→ What needs to be done: Copy out the rows below with every "keypoint" changed to "marker" and nothing else altered.

→ Supplied data:
╭──
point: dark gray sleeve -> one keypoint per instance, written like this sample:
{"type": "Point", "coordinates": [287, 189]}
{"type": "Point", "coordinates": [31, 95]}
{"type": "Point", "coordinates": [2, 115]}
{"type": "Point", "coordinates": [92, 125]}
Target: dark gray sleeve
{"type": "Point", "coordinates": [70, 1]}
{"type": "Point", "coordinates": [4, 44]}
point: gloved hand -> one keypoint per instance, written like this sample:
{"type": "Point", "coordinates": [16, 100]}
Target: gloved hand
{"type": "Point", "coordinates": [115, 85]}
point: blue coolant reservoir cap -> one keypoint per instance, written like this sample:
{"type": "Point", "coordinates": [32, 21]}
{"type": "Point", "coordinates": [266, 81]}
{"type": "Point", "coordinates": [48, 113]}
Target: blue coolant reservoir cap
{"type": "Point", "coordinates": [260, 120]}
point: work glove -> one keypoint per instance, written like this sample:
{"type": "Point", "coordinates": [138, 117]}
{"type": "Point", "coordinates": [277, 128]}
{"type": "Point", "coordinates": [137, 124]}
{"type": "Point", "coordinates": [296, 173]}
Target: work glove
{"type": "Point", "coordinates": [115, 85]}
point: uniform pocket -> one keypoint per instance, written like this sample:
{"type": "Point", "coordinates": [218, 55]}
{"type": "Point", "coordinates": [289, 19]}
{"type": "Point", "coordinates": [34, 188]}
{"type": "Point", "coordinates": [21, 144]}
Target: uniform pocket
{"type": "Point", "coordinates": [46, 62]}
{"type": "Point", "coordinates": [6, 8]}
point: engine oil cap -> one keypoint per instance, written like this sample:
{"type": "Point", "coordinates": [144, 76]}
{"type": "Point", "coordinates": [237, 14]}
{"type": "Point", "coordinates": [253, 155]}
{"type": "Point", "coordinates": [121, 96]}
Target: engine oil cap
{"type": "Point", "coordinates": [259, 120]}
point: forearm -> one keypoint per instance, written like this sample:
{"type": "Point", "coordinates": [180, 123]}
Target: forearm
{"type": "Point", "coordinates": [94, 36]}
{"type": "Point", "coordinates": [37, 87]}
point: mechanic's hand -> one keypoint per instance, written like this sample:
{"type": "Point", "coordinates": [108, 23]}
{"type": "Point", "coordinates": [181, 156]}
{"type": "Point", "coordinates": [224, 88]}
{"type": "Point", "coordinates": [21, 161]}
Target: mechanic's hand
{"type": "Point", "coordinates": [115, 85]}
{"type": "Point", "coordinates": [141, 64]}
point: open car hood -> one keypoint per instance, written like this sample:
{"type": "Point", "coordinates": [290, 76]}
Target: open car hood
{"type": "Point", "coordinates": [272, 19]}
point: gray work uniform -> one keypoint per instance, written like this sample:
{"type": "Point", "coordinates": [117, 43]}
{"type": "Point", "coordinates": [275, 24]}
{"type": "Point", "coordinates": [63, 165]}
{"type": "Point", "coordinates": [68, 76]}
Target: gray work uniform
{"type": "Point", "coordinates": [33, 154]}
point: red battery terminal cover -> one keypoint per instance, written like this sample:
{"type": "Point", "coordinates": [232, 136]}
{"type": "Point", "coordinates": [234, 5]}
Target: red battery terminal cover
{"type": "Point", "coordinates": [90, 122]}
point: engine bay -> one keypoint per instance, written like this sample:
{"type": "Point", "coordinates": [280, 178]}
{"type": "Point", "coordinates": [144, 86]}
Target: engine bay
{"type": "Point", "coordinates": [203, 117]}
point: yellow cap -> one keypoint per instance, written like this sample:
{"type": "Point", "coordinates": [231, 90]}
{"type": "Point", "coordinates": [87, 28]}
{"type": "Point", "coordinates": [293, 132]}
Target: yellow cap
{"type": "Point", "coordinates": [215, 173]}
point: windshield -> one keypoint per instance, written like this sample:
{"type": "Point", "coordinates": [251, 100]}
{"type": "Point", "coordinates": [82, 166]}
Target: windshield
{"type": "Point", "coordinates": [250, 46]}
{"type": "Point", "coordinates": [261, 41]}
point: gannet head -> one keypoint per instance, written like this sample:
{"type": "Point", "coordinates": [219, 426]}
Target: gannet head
╰──
→ Answer to the task:
point: dark gray sleeve -> one marker per instance, written like this sample:
{"type": "Point", "coordinates": [287, 189]}
{"type": "Point", "coordinates": [31, 95]}
{"type": "Point", "coordinates": [2, 115]}
{"type": "Point", "coordinates": [92, 125]}
Target: dark gray sleeve
{"type": "Point", "coordinates": [70, 1]}
{"type": "Point", "coordinates": [4, 44]}
point: gloved hand -> one marker per instance, written like this sample:
{"type": "Point", "coordinates": [16, 100]}
Target: gloved hand
{"type": "Point", "coordinates": [115, 85]}
point: blue coolant reservoir cap -> one marker per instance, written like this sample:
{"type": "Point", "coordinates": [32, 21]}
{"type": "Point", "coordinates": [266, 81]}
{"type": "Point", "coordinates": [48, 113]}
Target: blue coolant reservoir cap
{"type": "Point", "coordinates": [260, 120]}
point: work glove -> one marker per instance, written like this sample:
{"type": "Point", "coordinates": [138, 117]}
{"type": "Point", "coordinates": [277, 128]}
{"type": "Point", "coordinates": [137, 124]}
{"type": "Point", "coordinates": [296, 173]}
Target: work glove
{"type": "Point", "coordinates": [115, 85]}
point: uniform pocket -> one marker per instance, written like this sample:
{"type": "Point", "coordinates": [218, 55]}
{"type": "Point", "coordinates": [289, 19]}
{"type": "Point", "coordinates": [34, 188]}
{"type": "Point", "coordinates": [21, 144]}
Target: uniform pocket
{"type": "Point", "coordinates": [46, 62]}
{"type": "Point", "coordinates": [6, 8]}
point: engine oil cap -> one marker per instance, written like this sample:
{"type": "Point", "coordinates": [144, 76]}
{"type": "Point", "coordinates": [237, 14]}
{"type": "Point", "coordinates": [253, 155]}
{"type": "Point", "coordinates": [121, 96]}
Target: engine oil cap
{"type": "Point", "coordinates": [259, 120]}
point: forearm -> one marker per instance, written like this sample:
{"type": "Point", "coordinates": [180, 123]}
Target: forearm
{"type": "Point", "coordinates": [94, 36]}
{"type": "Point", "coordinates": [37, 87]}
point: mechanic's hand -> one marker per instance, written like this sample:
{"type": "Point", "coordinates": [108, 23]}
{"type": "Point", "coordinates": [181, 156]}
{"type": "Point", "coordinates": [224, 88]}
{"type": "Point", "coordinates": [21, 161]}
Target: mechanic's hand
{"type": "Point", "coordinates": [115, 85]}
{"type": "Point", "coordinates": [141, 64]}
point: open car hood -> one marker per instance, written like this sample:
{"type": "Point", "coordinates": [290, 76]}
Target: open car hood
{"type": "Point", "coordinates": [272, 19]}
point: gray work uniform -> one marker per instance, written like this sample:
{"type": "Point", "coordinates": [117, 43]}
{"type": "Point", "coordinates": [275, 24]}
{"type": "Point", "coordinates": [63, 165]}
{"type": "Point", "coordinates": [68, 76]}
Target: gray work uniform
{"type": "Point", "coordinates": [33, 154]}
point: red battery terminal cover -> one marker per instance, written like this sample:
{"type": "Point", "coordinates": [232, 136]}
{"type": "Point", "coordinates": [234, 5]}
Target: red battery terminal cover
{"type": "Point", "coordinates": [90, 122]}
point: engine bay -> one marker per instance, written like this sample:
{"type": "Point", "coordinates": [280, 178]}
{"type": "Point", "coordinates": [144, 86]}
Target: engine bay
{"type": "Point", "coordinates": [203, 117]}
point: yellow cap -> one marker per instance, written like this sample:
{"type": "Point", "coordinates": [231, 90]}
{"type": "Point", "coordinates": [87, 28]}
{"type": "Point", "coordinates": [293, 132]}
Target: yellow cap
{"type": "Point", "coordinates": [215, 173]}
point: windshield -> one marker per instance, written like this sample:
{"type": "Point", "coordinates": [251, 100]}
{"type": "Point", "coordinates": [82, 166]}
Target: windshield
{"type": "Point", "coordinates": [250, 46]}
{"type": "Point", "coordinates": [261, 41]}
point: gannet head -> one marker per instance, written like this sample:
{"type": "Point", "coordinates": [219, 426]}
Target: gannet head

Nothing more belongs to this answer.